• **Description of the task**
Transcribe the listing in full, word for word; pictures do not belong in the copy.

%%

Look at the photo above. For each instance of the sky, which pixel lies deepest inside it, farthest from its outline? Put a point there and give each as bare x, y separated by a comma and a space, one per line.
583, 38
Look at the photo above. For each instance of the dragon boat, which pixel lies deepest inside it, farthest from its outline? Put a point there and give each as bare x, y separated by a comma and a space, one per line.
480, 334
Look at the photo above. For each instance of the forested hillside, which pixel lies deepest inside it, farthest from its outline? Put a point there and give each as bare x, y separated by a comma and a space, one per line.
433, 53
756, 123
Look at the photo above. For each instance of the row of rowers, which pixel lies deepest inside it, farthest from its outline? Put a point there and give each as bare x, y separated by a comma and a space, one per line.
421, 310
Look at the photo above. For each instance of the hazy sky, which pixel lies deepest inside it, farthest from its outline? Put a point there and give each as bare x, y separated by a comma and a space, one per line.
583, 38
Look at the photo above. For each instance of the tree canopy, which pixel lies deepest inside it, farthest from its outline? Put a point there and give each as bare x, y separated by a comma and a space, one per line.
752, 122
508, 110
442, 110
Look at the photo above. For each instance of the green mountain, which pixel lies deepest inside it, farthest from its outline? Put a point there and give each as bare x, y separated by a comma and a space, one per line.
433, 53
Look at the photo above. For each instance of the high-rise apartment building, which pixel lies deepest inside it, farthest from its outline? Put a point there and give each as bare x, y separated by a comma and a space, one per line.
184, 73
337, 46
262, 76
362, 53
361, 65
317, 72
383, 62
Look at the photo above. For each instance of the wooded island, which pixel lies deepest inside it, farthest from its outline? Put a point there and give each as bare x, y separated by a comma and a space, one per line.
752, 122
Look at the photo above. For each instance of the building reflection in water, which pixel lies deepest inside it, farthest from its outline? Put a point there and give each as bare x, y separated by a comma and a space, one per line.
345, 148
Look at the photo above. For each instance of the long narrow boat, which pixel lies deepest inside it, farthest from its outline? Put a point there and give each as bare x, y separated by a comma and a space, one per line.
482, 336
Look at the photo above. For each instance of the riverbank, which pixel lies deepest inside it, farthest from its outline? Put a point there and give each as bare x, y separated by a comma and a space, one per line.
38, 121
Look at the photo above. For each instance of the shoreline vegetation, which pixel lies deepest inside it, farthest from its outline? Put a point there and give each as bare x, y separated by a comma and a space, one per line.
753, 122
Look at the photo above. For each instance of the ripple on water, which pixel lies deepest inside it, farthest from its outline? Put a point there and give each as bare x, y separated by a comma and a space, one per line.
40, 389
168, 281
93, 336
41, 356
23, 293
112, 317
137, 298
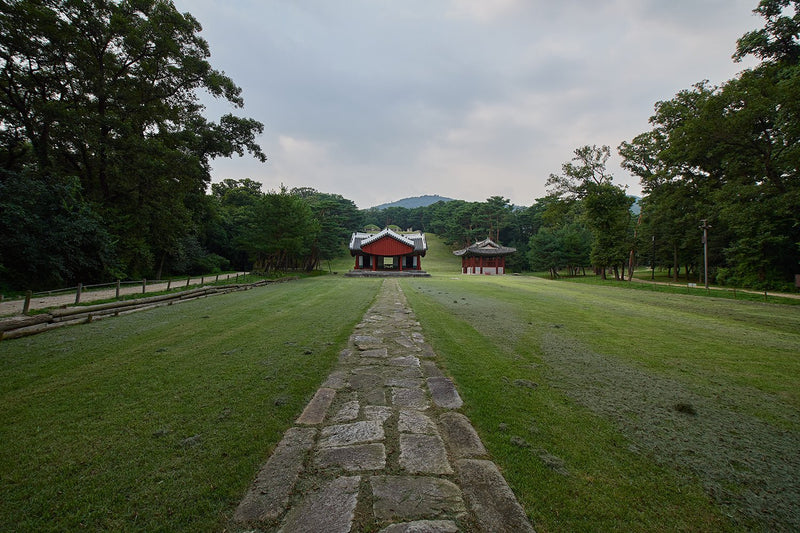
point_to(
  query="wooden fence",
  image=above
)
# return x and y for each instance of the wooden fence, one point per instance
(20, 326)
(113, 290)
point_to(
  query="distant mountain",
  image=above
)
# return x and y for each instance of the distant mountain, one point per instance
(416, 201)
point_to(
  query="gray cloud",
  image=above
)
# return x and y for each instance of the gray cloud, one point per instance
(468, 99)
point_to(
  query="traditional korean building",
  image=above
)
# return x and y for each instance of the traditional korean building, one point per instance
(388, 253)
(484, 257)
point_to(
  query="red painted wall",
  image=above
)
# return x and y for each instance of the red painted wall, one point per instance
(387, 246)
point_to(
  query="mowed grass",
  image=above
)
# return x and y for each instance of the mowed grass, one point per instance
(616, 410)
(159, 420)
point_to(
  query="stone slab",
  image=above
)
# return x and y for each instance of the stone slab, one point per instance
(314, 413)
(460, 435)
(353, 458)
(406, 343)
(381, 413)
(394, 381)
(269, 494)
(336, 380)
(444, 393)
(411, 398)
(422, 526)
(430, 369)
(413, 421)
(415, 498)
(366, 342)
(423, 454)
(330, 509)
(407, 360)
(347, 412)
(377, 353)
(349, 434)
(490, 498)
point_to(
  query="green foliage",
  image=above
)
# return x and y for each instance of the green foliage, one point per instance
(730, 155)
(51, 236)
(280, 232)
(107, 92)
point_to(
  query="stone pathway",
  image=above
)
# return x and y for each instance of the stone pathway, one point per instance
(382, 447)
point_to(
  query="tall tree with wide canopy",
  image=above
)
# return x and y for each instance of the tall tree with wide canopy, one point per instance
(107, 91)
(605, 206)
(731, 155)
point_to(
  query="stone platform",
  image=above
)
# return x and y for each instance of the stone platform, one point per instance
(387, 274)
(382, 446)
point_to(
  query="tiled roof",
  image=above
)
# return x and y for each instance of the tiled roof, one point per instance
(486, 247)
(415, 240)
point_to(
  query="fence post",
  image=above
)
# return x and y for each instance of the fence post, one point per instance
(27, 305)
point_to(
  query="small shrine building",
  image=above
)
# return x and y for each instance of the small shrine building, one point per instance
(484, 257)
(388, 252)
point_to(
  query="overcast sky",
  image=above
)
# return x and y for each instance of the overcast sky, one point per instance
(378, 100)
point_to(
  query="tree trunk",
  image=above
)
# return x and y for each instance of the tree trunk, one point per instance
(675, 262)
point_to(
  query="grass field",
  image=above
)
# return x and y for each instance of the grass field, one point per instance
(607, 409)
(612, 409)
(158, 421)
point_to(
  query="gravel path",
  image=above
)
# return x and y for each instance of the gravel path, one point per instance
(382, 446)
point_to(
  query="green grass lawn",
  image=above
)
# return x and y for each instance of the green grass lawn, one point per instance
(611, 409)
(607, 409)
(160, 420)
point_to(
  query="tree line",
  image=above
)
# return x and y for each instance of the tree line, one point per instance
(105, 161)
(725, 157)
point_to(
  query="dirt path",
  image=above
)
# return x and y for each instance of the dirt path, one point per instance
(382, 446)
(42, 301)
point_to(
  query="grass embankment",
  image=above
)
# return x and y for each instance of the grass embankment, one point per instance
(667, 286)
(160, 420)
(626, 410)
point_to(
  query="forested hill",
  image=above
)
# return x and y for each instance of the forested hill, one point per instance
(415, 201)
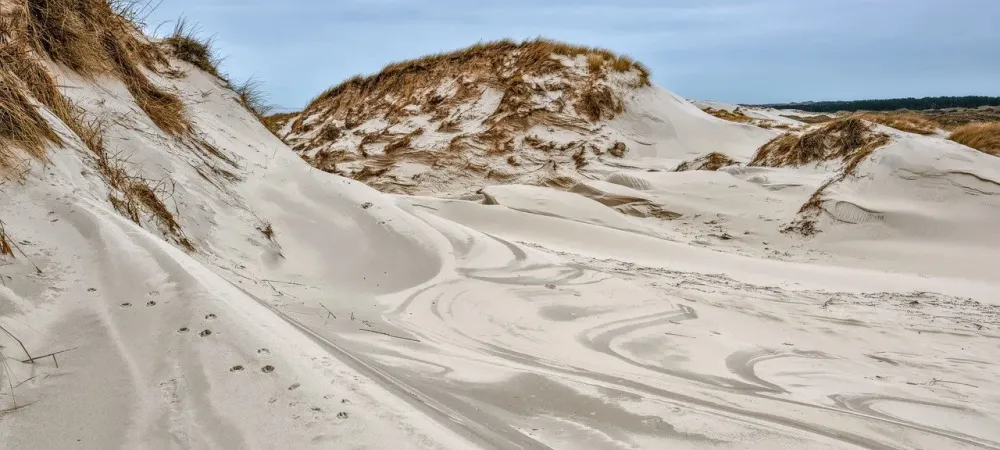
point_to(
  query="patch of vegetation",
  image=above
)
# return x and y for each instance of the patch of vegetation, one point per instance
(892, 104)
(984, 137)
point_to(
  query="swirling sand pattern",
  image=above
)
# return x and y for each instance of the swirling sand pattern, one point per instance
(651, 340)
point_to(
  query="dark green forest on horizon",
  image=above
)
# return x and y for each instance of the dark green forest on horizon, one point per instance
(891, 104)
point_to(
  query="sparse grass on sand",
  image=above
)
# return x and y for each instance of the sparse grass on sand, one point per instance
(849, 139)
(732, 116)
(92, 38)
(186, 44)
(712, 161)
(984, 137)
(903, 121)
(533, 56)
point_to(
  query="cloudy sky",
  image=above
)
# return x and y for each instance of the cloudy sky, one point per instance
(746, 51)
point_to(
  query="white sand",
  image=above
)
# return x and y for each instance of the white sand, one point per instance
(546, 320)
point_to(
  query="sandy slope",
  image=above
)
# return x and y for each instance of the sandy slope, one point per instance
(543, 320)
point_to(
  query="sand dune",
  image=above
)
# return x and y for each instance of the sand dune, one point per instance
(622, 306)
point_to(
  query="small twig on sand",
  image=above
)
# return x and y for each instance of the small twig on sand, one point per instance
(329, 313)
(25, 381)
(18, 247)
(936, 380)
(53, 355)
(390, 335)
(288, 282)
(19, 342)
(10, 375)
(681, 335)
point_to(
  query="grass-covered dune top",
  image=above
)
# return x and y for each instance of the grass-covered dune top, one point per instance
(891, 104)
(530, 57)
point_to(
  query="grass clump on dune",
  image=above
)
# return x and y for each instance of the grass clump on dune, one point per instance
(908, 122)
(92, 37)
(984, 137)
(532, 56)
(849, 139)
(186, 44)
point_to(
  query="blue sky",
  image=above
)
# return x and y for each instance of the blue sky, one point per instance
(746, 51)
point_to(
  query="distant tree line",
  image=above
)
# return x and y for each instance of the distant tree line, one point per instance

%%

• **Response**
Look at the photo above. For each instance of the sky, which pixel lies deepest inside it, farthest from its outline? Put a point there and give each as bare x, y separated by a comma and a space, one per line.
583, 38
Look at the photo above. For each instance of the dragon boat, which pixel lies deepest inside it, farthest from its outline? Put a point there and give each as bare x, y separated by a comma and a space, one per line.
480, 334
Look at the photo above. For each instance of the forested hillside, which pixel lies deepest inside it, farthest from its outline? Put a point there and give each as bare x, y separated by a comma and a space, one per line.
433, 53
756, 123
Look at the photo above. For each instance of the row of rowers, which pixel lies deepest inside it, farthest from its outline? Put a point there and give each as bare x, y separated by a comma and a space, one per line.
421, 310
Look at the photo above. For each instance of the hazy sky, which pixel lies deepest inside it, farthest from its outline? Put a point there and give each as bare x, y separated by a comma and a space, one per line.
583, 38
Look at the photo above. For each instance of the tree canopy, which pixel lies deepest inside it, farthest from its outline? Put a point there and give each as bare x, y separated by a comma and a space, one per line.
752, 122
508, 110
442, 110
Look at the photo above. For each instance of the green mountain, which pixel lies deepest inside it, farthest from its outline? Put a point there and give each as bare x, y separated by a comma and a space, one per line.
433, 53
Look at the photo above. For each instance of the high-rise apartment building, which pixel lies deepest inside it, farthest from its outline? Put a point there and give each as bare x, y separated by a comma and a space, one per line.
184, 73
337, 46
262, 76
362, 53
361, 65
317, 72
383, 62
Look at the photo above. For each instance of the wooded island, which pixel lies deepest inside it, farthest from its outline? Put a point there and give each as bare x, y separated by a comma and a space, one per line.
752, 122
Look at the photo above. For each instance of the building reflection in water, which pixel lies deepest inside it, farthest from its outline? Put a point there and give each as bare x, y separated by a comma and a space, one per line.
345, 148
Look at the photo above. For each instance of the long narrow boat, which pixel lies deepest inside it, farthest from its outline? Put a point there and give each as bare x, y separated by a comma and a space, one per line.
482, 336
Look at the photo above. For each instance of the riverbank, which pixel lies deepest inside it, farthest from its outline? Put a point there and give each as bare x, y separated by a comma and a space, one per line.
38, 121
Look at the photo above. For each instance of the shoreline vegetation, which pixel lies deepest inside it, farthest from its outline? Put a point there and give each as bare x, y separated by a comma and a space, one per line.
753, 122
Look at the photo above. For each instance of the ripple on water, which pixel lies deepest inside it, farthest from its outline? Put a point there and give each as bare x, y separated by a comma and a space, one per line.
40, 389
168, 281
93, 336
41, 356
23, 293
112, 317
137, 298
point_to(
  query="wooden fence",
  image=above
)
# return x and y for each instance of the wooden fence, one point per instance
(20, 326)
(113, 290)
point_to(
  query="distant mountain",
  image=above
)
# return x and y for each instance of the distant mountain, one point per instance
(416, 201)
point_to(
  query="gray cloud",
  image=above
)
# return x and y for each instance of the gray cloud, one point per instance
(468, 99)
point_to(
  query="traditional korean building",
  image=above
)
# return x and y for each instance of the traditional korean building, one point per instance
(388, 253)
(484, 257)
point_to(
  query="red painted wall",
  image=above
)
# return x and y for each instance of the red painted wall, one point per instance
(387, 246)
point_to(
  query="mowed grass",
  image=above
)
# return x and y for each instance of the mowed grass, one point per instance
(616, 410)
(159, 420)
point_to(
  query="stone slab",
  image=above
)
# return x and y for each instance of the stone slab, one point per instance
(314, 413)
(460, 435)
(353, 458)
(406, 343)
(381, 413)
(394, 381)
(269, 494)
(336, 380)
(444, 393)
(411, 398)
(422, 526)
(430, 369)
(413, 421)
(415, 498)
(366, 342)
(423, 454)
(330, 509)
(407, 360)
(347, 412)
(377, 353)
(349, 434)
(490, 498)
point_to(
  query="green foliage",
  image=above
)
# return x and y for each instance of the green foliage, one point per instance
(730, 155)
(51, 236)
(280, 232)
(107, 92)
point_to(
  query="stone pathway",
  image=above
)
# return x and y for each instance of the stone pathway, one point per instance
(382, 447)
point_to(
  query="tall tree with wide canopy",
  image=above
)
# return x and y for each instance of the tall tree with wide canopy, one point per instance
(107, 91)
(605, 206)
(731, 155)
point_to(
  query="stone platform",
  image=above
)
# return x and y for each instance of the stone platform, one point per instance
(387, 274)
(382, 446)
point_to(
  query="tiled roof",
  image=above
)
# return x and y for each instance of the tiled roof, one point per instance
(486, 247)
(415, 240)
point_to(
  query="fence post",
  image=above
)
# return x and y for each instance of the fence post, one point per instance
(27, 305)
point_to(
  query="small shrine building",
  image=above
)
# return x and y for each instance of the small shrine building, one point per instance
(484, 257)
(388, 252)
point_to(
  query="overcast sky",
  image=above
)
# return x and y for each instance of the overcast sky, one point per instance
(378, 100)
point_to(
  query="tree trunk",
  image=above
)
# return x and y for each instance of the tree trunk, one point per instance
(675, 262)
point_to(
  query="grass field",
  image=above
)
# return x and y for each instance of the grass field, one point per instance
(607, 409)
(612, 409)
(158, 421)
point_to(
  query="gravel path",
  image=above
)
# return x and y for each instance of the gravel path, one point per instance
(382, 446)
point_to(
  query="green grass lawn",
  image=above
)
# return x and y for each instance of the green grass lawn, one point per instance
(611, 409)
(607, 409)
(160, 420)
point_to(
  query="tree line",
  image=above
)
# return x and y for each instance of the tree line, one point per instance
(105, 161)
(725, 157)
point_to(
  query="dirt path",
  image=above
)
# return x and y for each instance of the dirt path, one point per instance
(382, 446)
(42, 301)
point_to(
  query="grass embankment",
  image=above
)
# return x and y for each instance of the grass embankment, one point per instance
(667, 286)
(160, 420)
(626, 410)
point_to(
  query="forested hill",
  image=above
)
# return x and y for each instance of the forested hill, one point per instance
(415, 201)
point_to(
  query="patch of vegetation",
  image=above
)
# return x and y for each instance of the patch of vegetation, one point per instance
(892, 104)
(984, 137)
point_to(
  query="swirling sand pattern",
  image=above
)
# return x and y for each instance of the swirling sand pattern, one point per instance
(651, 340)
point_to(
  query="dark green forest on horizon",
  image=above
)
# return x and y for each instance of the dark green forest on horizon, one point per instance
(891, 104)
point_to(
  query="sparse grass on sand",
  image=above
)
# return x and y for each instance of the sparse grass on sand, one point per instance
(849, 139)
(732, 116)
(92, 38)
(186, 44)
(712, 161)
(984, 137)
(903, 121)
(533, 56)
point_to(
  query="cloudy sky",
  image=above
)
# return x and y for each instance of the cloudy sky, one point per instance
(746, 51)
point_to(
  query="white sand",
  image=above
)
# return x and y for each instance of the white sand, one point per instance
(546, 320)
point_to(
  query="sandy slope",
  image=above
)
# return x and y for each instance of the sandy slope, one point per instance
(543, 320)
point_to(
  query="sand dune",
  image=above
)
# return x and y for each instance of the sand dune, one point per instance
(622, 306)
point_to(
  query="small twig on sand",
  image=above
)
# return x and y for each instance of the small twig on sand, one point per instance
(329, 313)
(25, 381)
(18, 247)
(936, 380)
(53, 355)
(390, 335)
(288, 282)
(19, 342)
(10, 375)
(681, 335)
point_to(
  query="grass-covered dune top",
  image=above
)
# return x and y for each instance of the grass-covered dune top, one point per instance
(891, 104)
(530, 57)
point_to(
  query="grass clump on dune",
  image=above
)
# return x and y for each instance of the grass clump on dune, one point per instance
(908, 122)
(92, 37)
(984, 137)
(532, 56)
(849, 139)
(186, 44)
point_to(
  query="blue sky",
  image=above
)
# return x and y for each instance of the blue sky, one point per instance
(746, 51)
point_to(
  query="distant tree line",
  image=above
)
# return x and y for each instance of the distant tree line, one point per instance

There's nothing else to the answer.